— Begin Data for this exercise —
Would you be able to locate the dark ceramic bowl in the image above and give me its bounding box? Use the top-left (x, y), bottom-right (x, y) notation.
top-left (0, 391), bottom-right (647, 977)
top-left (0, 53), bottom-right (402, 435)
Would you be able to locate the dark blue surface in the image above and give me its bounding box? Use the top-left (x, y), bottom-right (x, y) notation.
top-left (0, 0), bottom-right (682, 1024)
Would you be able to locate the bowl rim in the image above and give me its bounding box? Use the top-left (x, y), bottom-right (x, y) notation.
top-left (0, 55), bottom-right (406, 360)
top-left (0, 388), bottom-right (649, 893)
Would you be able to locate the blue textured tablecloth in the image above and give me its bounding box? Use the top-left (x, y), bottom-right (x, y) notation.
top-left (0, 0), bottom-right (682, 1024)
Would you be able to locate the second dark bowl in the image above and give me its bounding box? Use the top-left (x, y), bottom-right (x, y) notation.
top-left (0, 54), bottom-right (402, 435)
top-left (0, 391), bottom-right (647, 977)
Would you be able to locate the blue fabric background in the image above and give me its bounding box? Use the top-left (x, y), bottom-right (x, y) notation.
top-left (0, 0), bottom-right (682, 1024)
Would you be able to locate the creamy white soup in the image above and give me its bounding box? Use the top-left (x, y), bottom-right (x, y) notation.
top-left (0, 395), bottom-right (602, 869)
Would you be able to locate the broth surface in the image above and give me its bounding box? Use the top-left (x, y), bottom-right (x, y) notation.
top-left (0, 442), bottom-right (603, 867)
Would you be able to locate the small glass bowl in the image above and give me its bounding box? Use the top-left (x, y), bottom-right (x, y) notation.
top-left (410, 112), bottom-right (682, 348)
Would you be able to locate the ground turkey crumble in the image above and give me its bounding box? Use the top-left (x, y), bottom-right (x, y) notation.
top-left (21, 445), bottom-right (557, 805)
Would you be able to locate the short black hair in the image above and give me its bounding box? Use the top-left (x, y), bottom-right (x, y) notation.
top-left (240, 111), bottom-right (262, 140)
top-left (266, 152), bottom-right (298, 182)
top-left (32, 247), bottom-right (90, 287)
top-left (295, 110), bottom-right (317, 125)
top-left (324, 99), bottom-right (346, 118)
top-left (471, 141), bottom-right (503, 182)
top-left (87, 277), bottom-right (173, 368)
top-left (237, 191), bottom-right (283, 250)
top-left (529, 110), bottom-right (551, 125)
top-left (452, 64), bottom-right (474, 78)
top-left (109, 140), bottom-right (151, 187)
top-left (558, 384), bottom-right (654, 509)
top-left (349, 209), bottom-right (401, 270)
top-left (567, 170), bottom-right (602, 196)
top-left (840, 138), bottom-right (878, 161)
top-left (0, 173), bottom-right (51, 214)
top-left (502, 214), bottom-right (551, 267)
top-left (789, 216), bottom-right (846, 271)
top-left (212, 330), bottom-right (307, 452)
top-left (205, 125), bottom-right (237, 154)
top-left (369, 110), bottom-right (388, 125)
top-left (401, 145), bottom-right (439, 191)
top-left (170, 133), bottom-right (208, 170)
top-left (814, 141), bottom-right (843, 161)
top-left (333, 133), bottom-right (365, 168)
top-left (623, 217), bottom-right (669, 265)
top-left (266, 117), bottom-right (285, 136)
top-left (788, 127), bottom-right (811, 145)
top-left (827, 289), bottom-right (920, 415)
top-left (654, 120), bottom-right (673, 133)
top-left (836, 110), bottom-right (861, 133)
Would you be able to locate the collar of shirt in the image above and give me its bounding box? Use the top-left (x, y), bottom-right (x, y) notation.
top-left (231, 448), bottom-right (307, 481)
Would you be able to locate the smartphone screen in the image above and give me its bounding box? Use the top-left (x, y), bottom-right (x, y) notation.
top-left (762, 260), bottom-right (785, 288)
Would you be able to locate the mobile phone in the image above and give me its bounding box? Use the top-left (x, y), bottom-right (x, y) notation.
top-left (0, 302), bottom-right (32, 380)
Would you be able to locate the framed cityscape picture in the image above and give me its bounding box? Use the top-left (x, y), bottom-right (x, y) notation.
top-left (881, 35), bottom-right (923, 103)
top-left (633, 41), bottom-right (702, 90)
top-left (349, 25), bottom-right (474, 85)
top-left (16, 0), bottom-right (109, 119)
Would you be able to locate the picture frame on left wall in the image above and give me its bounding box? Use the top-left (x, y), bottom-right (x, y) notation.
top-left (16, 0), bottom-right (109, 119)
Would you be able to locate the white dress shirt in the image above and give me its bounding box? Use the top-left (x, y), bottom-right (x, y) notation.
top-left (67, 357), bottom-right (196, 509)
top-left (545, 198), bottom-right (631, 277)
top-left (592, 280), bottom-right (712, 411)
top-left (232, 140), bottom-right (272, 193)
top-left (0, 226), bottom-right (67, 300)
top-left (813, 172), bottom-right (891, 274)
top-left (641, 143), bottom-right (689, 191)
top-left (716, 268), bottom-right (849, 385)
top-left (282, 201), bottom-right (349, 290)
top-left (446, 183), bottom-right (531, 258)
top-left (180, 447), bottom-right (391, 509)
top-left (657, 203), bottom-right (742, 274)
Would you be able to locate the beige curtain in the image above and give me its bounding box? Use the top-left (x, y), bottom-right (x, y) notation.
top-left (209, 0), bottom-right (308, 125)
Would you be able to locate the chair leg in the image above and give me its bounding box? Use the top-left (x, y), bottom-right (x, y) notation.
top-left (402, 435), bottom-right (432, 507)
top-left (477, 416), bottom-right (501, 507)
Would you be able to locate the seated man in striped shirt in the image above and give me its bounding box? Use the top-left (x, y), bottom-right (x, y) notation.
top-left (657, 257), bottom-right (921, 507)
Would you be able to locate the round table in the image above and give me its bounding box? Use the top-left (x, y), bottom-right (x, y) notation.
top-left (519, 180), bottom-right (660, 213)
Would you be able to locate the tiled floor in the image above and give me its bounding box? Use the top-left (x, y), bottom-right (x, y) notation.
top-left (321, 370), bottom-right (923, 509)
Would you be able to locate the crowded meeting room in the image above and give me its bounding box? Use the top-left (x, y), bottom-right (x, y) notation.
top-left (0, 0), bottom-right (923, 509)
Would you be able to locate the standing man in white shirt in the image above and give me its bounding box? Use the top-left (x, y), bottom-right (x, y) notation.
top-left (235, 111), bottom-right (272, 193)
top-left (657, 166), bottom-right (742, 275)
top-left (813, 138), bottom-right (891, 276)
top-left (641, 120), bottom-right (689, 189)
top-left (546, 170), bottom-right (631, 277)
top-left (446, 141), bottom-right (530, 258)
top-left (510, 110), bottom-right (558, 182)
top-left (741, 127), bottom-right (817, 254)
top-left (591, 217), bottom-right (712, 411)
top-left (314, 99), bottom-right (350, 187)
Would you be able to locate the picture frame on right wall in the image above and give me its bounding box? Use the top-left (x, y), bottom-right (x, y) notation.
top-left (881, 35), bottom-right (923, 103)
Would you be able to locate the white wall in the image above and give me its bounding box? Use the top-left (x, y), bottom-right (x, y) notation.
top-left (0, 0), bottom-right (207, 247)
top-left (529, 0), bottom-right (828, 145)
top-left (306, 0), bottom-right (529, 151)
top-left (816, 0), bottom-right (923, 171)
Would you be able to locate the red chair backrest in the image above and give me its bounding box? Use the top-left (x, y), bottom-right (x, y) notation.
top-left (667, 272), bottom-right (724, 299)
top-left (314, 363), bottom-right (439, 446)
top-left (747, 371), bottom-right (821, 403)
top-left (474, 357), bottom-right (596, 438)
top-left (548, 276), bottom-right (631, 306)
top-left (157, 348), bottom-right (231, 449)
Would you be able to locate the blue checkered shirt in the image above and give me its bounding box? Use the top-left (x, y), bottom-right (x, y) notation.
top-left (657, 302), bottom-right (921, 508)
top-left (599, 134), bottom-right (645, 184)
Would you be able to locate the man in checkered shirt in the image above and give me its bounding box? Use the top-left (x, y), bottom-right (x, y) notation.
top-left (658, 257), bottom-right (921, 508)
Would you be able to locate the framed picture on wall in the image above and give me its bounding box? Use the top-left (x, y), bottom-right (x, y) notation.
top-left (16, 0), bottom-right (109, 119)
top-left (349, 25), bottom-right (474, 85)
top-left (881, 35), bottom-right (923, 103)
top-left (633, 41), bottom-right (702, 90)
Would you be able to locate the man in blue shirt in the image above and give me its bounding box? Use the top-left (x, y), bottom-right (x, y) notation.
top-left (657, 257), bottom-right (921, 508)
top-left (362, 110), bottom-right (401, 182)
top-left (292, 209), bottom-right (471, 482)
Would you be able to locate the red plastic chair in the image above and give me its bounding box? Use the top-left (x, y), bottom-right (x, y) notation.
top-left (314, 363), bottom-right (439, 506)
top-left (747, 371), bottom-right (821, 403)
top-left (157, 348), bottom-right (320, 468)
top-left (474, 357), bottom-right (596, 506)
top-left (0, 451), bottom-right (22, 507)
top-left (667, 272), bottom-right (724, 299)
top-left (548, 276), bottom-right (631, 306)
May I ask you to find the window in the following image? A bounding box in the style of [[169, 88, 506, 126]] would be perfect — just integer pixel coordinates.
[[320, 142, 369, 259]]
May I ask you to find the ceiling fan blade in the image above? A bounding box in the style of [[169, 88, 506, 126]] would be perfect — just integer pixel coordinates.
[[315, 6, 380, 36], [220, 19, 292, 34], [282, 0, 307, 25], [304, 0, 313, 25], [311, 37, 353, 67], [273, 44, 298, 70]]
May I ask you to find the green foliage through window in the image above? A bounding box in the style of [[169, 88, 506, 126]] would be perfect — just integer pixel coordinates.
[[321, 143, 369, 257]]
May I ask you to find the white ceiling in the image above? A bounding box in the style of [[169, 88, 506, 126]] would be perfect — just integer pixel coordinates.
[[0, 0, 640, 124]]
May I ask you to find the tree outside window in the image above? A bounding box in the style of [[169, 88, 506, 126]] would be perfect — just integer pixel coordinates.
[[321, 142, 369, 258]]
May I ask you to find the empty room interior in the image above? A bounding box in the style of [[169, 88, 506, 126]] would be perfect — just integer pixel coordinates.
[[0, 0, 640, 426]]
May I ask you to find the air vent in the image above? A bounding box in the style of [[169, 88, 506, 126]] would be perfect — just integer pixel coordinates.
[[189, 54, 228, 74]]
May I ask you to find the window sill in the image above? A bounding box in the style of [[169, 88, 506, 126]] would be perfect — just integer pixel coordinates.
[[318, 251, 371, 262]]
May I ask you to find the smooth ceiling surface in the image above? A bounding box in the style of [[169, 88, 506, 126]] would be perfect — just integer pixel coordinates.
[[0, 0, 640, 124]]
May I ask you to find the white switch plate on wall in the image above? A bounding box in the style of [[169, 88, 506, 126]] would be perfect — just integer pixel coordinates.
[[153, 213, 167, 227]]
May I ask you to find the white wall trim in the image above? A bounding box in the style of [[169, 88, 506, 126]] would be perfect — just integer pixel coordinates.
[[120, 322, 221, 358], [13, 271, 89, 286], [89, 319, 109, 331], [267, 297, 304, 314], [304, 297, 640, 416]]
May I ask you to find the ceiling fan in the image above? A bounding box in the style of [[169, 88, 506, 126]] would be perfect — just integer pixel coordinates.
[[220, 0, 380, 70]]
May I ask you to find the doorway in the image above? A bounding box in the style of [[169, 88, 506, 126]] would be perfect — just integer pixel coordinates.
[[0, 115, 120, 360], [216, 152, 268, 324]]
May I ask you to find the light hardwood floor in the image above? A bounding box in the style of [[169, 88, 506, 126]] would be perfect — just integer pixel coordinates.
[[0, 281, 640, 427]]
— End Data for this exercise —
Exercise instructions: Gather every line of the material above that contains the string "chair", matching case exactly. Copy each such line in full.

Written reply:
Would you be able to locate the chair leg in the image above and give me its bounding box? Use the top-left (x, y), bottom-right (x, y) notation.
Would you be able to locate the red chair backrest in the image above and give me its bounding box? Use the top-left (x, y), bottom-right (x, y) notation.
Would you be able to locate the red plastic chair in the image above and give me its bounding box? Use the top-left (x, y), bottom-right (x, y) notation.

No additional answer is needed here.